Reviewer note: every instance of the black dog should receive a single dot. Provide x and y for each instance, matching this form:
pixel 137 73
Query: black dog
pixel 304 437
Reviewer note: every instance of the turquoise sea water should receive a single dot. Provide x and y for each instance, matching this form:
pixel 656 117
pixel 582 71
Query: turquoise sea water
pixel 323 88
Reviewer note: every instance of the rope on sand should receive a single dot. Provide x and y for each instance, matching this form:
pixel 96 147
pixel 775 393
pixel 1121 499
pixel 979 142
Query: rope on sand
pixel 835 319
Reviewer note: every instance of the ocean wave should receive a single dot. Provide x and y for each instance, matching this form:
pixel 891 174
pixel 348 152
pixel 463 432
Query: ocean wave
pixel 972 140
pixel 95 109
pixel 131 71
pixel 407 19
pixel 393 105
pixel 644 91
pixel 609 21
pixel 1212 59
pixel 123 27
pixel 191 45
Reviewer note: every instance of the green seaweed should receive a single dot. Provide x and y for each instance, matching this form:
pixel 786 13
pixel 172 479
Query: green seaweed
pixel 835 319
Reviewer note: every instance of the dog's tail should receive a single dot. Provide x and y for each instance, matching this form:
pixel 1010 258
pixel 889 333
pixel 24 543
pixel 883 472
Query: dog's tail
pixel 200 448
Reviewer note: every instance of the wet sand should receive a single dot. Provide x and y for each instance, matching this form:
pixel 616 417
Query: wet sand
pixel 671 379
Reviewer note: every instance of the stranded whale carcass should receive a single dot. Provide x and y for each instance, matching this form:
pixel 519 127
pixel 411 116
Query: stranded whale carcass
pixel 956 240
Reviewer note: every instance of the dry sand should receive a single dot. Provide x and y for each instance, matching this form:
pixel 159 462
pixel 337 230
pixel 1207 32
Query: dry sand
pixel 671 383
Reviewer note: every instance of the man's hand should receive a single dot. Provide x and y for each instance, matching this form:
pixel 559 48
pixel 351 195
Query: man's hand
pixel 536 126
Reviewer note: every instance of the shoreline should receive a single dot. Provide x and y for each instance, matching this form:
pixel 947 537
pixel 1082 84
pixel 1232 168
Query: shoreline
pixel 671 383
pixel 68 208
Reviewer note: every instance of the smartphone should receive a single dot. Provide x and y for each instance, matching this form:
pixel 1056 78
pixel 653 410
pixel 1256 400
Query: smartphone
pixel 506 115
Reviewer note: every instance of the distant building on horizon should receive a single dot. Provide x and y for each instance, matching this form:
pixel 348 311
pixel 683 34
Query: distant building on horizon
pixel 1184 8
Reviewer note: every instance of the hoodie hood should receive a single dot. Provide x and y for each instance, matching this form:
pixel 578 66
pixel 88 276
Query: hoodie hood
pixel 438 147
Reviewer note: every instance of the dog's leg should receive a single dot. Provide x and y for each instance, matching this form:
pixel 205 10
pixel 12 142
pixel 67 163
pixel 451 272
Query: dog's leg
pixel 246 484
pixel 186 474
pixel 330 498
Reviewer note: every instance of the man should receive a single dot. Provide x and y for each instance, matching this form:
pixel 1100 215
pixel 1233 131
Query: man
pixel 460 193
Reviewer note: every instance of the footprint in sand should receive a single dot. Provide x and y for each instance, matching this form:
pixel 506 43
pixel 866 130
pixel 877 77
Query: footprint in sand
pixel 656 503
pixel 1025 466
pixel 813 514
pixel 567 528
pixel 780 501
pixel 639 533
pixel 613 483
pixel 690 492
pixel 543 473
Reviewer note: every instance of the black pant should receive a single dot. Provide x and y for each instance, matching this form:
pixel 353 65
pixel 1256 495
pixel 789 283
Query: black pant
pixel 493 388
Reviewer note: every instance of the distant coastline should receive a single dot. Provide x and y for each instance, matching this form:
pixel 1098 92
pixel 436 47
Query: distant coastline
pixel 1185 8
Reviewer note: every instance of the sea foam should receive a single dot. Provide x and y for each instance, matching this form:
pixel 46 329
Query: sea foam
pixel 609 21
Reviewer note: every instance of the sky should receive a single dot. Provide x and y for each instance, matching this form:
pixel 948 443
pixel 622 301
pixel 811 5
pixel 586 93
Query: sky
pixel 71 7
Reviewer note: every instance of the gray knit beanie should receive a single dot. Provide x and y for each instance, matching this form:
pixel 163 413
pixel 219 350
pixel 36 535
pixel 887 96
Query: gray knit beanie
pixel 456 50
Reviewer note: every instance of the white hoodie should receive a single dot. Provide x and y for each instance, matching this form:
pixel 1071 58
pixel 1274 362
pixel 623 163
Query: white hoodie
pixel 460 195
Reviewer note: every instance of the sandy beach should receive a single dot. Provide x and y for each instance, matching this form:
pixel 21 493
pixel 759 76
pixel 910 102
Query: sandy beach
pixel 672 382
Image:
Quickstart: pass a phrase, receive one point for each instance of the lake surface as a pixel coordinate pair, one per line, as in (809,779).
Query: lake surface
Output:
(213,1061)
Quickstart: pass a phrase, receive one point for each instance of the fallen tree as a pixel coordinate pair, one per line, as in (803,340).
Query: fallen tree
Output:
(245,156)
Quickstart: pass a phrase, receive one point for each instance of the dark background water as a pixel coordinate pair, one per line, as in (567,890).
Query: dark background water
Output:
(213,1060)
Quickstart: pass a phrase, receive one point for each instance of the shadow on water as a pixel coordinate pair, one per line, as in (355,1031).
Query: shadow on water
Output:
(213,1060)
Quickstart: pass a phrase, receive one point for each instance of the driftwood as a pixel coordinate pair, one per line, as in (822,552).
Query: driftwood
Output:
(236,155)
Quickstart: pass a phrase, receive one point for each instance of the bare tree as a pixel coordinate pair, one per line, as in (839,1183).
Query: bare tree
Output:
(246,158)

┄┄┄┄┄┄┄┄┄┄

Please rewrite all of the items above, renaming "Reviewer note" to "Annotator note" wherever it occurs and leaving everything else unchanged.

Annotator note: every instance of the black dog should receive a single dot. Provide x and y for each instance, matching this form:
pixel 137 73
Query: black dog
pixel 304 437
Annotator note: every instance of the turquoise sea water should receive a single dot. Provide x and y for each instance, matching this form:
pixel 656 117
pixel 582 71
Query: turquoise sea water
pixel 323 88
Annotator note: every instance of the rope on sand should receive a single dot. Provide x and y for each instance, matching this form:
pixel 96 147
pixel 775 393
pixel 1121 499
pixel 979 142
Query: rope on sand
pixel 835 319
Annotator note: every instance of the ocean wave should receive a single dot. Provide x and y for each instance, matching this form:
pixel 891 174
pixel 348 152
pixel 463 432
Query: ocean wave
pixel 972 140
pixel 95 109
pixel 131 71
pixel 407 19
pixel 393 105
pixel 644 91
pixel 609 21
pixel 1212 59
pixel 123 27
pixel 191 45
Annotator note: every instance of the green seaweed should receive a single dot. Provide x and y for each instance, matching this form:
pixel 786 13
pixel 172 479
Query: green seaweed
pixel 835 319
Annotator note: every instance of the dog's tail should receive a single dot. Provide x and y for each instance, matching this form:
pixel 1010 258
pixel 889 333
pixel 24 543
pixel 883 472
Query: dog's tail
pixel 200 448
Annotator note: every instance of the wet sand should receive a single dot. Provide x and y for each instance, matching this form:
pixel 616 417
Query: wet sand
pixel 671 379
Annotator note: every instance of the stranded whale carcass should receive a single dot. Provide x and y for each instance, matching this form:
pixel 519 127
pixel 411 116
Query: stranded whale carcass
pixel 956 240
Annotator note: every instance of the dry sand should receive a single dot. Provide x and y for each instance, matching this form:
pixel 159 462
pixel 337 230
pixel 1207 32
Query: dry sand
pixel 671 383
Annotator note: every instance of the man's hand should receive a single dot. Provide x and y for each instance, matching this form:
pixel 559 48
pixel 351 195
Query: man's hand
pixel 536 126
Annotator note: every instance of the shoreline should receive a single dot. Provide x and y for each instance, matching this form:
pixel 947 537
pixel 1082 84
pixel 1232 168
Query: shoreline
pixel 671 383
pixel 68 208
Annotator note: every instance of the smartphone should receive a single dot. Provide x and y for each instance, matching this form:
pixel 1056 78
pixel 653 410
pixel 1256 400
Query: smartphone
pixel 506 115
Annotator note: every instance of the distant building on horizon should receive a single dot. Provide x and y for each instance, matching this form:
pixel 348 311
pixel 683 34
Query: distant building on horizon
pixel 1184 8
Annotator note: every instance of the hoodie hood should receive a single dot. Provide x and y for each instance, matching this form:
pixel 578 66
pixel 88 276
Query: hoodie hood
pixel 438 147
Annotator note: every instance of the dog's leg should receive a single dot. Provide x and y for each instance, matching this form:
pixel 205 10
pixel 12 142
pixel 67 163
pixel 451 272
Query: dog's leg
pixel 246 484
pixel 186 474
pixel 330 498
Annotator note: every instance of the man should receive a single dot. Provide x and y for each instance, matching this form:
pixel 1100 215
pixel 1233 131
Query: man
pixel 460 193
Annotator note: every instance of the footprint in sand should receive a single dot. Provide x and y for each instance, matching this form:
pixel 506 43
pixel 866 130
pixel 877 77
Query: footprint in sand
pixel 656 503
pixel 1025 466
pixel 813 514
pixel 567 528
pixel 780 501
pixel 639 533
pixel 613 483
pixel 690 492
pixel 543 473
Annotator note: every instance of the black pant should receive a single dot. Provide x and y for each instance, matching this form:
pixel 353 65
pixel 1256 495
pixel 789 283
Query: black pant
pixel 493 388
Annotator note: every instance of the distant coastline should receive a single dot. Provide x and y for each instance, matching this form:
pixel 1098 92
pixel 436 47
Query: distant coastline
pixel 1185 8
Annotator note: every instance of the sea foam should receive a single dot. Provide x and y for each instance, matching this form:
pixel 46 329
Query: sea foam
pixel 609 21
Annotator note: every instance of the sky should receive a single dot. Provide x and y for each instance, matching this form:
pixel 948 443
pixel 622 301
pixel 811 5
pixel 586 93
Query: sky
pixel 71 7
Annotator note: every instance of the gray knit beanie should receive a single dot. Provide x and y for each instance, matching this form:
pixel 163 413
pixel 219 350
pixel 36 535
pixel 887 96
Query: gray knit beanie
pixel 456 50
Annotator note: every instance of the white hoodie should receive a single dot. Provide x and y for each instance, matching this form:
pixel 1071 58
pixel 1274 362
pixel 623 163
Query: white hoodie
pixel 460 195
Annotator note: every instance of the sandy beach should receive a single dot. Provide x and y for each instance, matching this form:
pixel 21 493
pixel 759 76
pixel 910 102
Query: sandy beach
pixel 672 382
Image:
Quickstart: pass a phrase, receive one point for each instance of the lake surface as a pixel coordinate pair, one per line, as in (809,779).
Query: lake surface
Output:
(213,1061)
Quickstart: pass a phrase, receive one point for each instance of the fallen tree as a pixel coordinate pair, one per line, as in (803,340).
Query: fallen tree
Output:
(245,156)
Quickstart: pass a phrase, receive one point for each instance of the dark background water as a pixel coordinate pair, one per line, as in (567,890).
Query: dark background water
Output:
(213,1060)
Quickstart: pass a phrase, receive one point for each instance of the shadow on water as a pixel coordinate pair, one per line, as in (355,1031).
Query: shadow on water
Output:
(213,1060)
Quickstart: pass a phrase, receive one point for each instance of the driftwood as a pixel coordinate pair, one per line, as in (822,552).
Query: driftwood
Output:
(236,155)
Quickstart: pass a phrase, receive one point for each instance of the bare tree as a pixel coordinate pair, one per line, as in (839,1183).
Query: bare tree
Output:
(246,158)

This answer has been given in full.